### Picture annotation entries
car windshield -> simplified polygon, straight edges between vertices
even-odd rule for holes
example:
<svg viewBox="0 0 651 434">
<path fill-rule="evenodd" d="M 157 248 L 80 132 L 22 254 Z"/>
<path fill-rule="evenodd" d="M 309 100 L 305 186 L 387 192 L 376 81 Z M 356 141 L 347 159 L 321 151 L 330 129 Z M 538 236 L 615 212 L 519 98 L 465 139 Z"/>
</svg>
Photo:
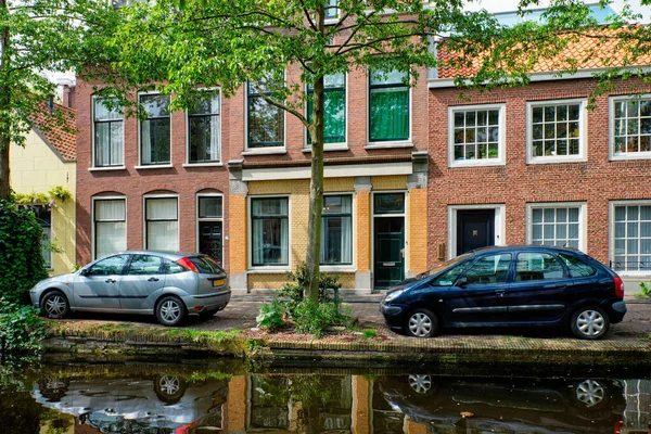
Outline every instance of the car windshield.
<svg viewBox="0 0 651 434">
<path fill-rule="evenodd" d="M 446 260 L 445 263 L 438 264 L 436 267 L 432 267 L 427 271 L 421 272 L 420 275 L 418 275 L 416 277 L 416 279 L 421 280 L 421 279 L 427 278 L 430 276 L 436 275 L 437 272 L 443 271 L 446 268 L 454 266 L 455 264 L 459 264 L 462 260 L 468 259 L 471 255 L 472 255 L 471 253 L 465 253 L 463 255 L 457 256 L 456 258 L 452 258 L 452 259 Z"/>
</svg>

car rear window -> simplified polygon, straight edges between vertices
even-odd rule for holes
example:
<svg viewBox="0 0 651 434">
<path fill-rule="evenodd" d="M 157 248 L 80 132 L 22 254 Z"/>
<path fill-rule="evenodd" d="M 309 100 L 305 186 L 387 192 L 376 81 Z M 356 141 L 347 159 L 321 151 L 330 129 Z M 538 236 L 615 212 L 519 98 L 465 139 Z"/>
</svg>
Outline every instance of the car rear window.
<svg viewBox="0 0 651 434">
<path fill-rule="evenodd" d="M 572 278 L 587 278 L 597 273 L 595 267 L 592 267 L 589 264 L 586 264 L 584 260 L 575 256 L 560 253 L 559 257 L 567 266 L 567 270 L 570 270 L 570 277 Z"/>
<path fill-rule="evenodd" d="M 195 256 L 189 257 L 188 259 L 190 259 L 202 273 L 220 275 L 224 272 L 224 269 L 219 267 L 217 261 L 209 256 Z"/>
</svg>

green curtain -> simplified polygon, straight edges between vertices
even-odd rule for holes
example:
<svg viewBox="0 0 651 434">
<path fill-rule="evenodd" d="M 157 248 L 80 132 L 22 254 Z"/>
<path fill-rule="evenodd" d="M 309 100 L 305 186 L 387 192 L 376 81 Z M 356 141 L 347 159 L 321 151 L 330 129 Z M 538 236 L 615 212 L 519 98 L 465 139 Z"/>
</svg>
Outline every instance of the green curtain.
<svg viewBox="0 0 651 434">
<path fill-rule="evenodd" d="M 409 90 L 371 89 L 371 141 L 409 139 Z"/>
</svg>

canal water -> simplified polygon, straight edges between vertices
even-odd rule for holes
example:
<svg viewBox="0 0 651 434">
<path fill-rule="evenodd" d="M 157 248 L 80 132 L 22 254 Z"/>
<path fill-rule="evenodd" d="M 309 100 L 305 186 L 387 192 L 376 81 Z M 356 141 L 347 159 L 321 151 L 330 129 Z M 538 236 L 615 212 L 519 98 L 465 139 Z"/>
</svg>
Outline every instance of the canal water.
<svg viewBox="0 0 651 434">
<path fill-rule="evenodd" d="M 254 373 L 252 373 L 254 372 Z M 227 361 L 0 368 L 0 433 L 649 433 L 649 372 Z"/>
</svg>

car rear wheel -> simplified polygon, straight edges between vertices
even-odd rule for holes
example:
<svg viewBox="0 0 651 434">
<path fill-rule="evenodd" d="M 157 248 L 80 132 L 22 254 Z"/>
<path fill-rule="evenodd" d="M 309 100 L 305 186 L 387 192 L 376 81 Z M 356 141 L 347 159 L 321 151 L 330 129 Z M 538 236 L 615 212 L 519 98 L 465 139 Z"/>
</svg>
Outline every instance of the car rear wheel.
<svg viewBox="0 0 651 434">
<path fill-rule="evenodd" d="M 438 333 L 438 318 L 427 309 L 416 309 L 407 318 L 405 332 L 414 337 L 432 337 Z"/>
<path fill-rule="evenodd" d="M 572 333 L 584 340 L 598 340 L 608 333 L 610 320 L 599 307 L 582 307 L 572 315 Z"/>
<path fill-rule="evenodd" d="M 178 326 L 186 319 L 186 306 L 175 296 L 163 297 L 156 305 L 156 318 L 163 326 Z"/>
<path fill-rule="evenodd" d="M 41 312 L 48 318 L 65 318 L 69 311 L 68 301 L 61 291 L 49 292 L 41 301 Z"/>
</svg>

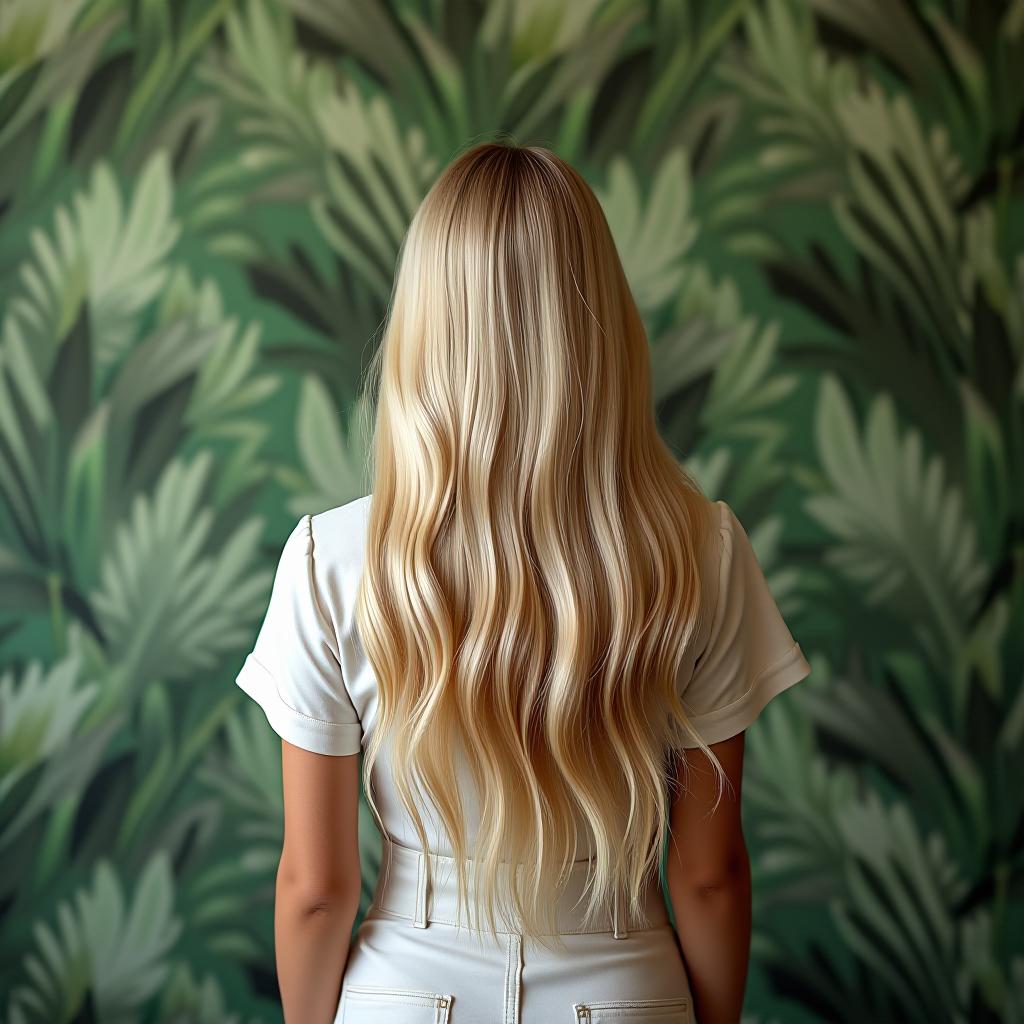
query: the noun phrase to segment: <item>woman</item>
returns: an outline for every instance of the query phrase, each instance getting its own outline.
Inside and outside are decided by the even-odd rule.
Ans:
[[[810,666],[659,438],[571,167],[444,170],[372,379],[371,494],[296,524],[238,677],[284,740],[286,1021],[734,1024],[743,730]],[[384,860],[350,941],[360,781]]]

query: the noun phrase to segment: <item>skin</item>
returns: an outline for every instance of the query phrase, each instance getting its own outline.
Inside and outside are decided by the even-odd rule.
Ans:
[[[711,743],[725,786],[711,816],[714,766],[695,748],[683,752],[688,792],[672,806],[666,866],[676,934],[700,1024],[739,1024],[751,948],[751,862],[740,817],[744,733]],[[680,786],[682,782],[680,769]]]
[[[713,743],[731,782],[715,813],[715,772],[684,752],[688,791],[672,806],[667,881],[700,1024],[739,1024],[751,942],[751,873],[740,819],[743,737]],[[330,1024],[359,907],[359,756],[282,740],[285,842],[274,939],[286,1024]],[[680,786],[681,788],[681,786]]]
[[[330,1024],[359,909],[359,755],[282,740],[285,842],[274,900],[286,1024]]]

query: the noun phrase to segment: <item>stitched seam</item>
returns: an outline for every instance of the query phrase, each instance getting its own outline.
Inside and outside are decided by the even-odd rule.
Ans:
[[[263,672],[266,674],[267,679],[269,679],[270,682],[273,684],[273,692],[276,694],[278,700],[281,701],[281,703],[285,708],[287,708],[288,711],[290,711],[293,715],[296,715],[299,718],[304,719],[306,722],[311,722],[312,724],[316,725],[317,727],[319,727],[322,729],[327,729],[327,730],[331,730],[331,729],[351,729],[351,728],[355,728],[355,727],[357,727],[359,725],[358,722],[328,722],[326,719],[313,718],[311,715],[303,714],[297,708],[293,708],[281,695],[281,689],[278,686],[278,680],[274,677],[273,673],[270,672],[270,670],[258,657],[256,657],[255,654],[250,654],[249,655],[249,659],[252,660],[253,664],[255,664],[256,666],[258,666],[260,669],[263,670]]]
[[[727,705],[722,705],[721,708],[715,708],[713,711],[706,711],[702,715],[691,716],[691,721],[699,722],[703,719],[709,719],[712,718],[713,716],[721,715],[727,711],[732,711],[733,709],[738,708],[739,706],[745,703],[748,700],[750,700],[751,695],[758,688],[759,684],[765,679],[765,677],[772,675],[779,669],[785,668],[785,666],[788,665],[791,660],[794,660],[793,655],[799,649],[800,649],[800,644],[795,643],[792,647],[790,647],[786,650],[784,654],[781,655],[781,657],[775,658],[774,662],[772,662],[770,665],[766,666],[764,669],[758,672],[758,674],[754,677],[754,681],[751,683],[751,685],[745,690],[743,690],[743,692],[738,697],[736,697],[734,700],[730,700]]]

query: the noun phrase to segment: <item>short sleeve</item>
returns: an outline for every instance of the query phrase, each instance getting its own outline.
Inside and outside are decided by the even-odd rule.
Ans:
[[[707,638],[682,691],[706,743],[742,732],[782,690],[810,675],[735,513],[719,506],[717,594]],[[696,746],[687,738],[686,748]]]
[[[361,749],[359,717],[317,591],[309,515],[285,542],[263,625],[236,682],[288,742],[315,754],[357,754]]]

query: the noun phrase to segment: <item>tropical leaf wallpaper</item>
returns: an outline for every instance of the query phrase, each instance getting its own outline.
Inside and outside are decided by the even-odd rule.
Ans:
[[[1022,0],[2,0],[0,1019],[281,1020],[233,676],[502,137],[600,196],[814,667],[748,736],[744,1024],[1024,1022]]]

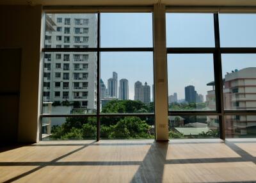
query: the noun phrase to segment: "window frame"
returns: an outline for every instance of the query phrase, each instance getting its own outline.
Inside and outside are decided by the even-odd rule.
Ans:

### WORK TO COMPLETE
Rewrite the part of the material that opens with the line containing "car rear wheel ->" and closes with the line containing "178 326 L 186", changing "rear wheel" to "front wheel" and leaving everything else unchanged.

### WRITTEN ANSWER
car front wheel -> simplified polygon, straight edges between vertices
even-odd rule for holes
example:
<svg viewBox="0 0 651 434">
<path fill-rule="evenodd" d="M 157 248 L 80 132 L 22 254 Z"/>
<path fill-rule="evenodd" d="M 309 100 L 305 186 L 387 192 L 376 81 Z M 356 141 L 347 159 L 321 151 L 330 129 Z M 538 236 L 615 212 L 519 98 L 465 139 Z"/>
</svg>
Outline every instance of the car front wheel.
<svg viewBox="0 0 651 434">
<path fill-rule="evenodd" d="M 438 333 L 438 318 L 427 309 L 416 309 L 407 318 L 405 332 L 414 337 L 432 337 Z"/>
<path fill-rule="evenodd" d="M 572 333 L 584 340 L 598 340 L 608 333 L 610 320 L 599 307 L 582 307 L 572 315 Z"/>
<path fill-rule="evenodd" d="M 178 326 L 186 319 L 186 306 L 175 296 L 163 297 L 156 305 L 156 318 L 163 326 Z"/>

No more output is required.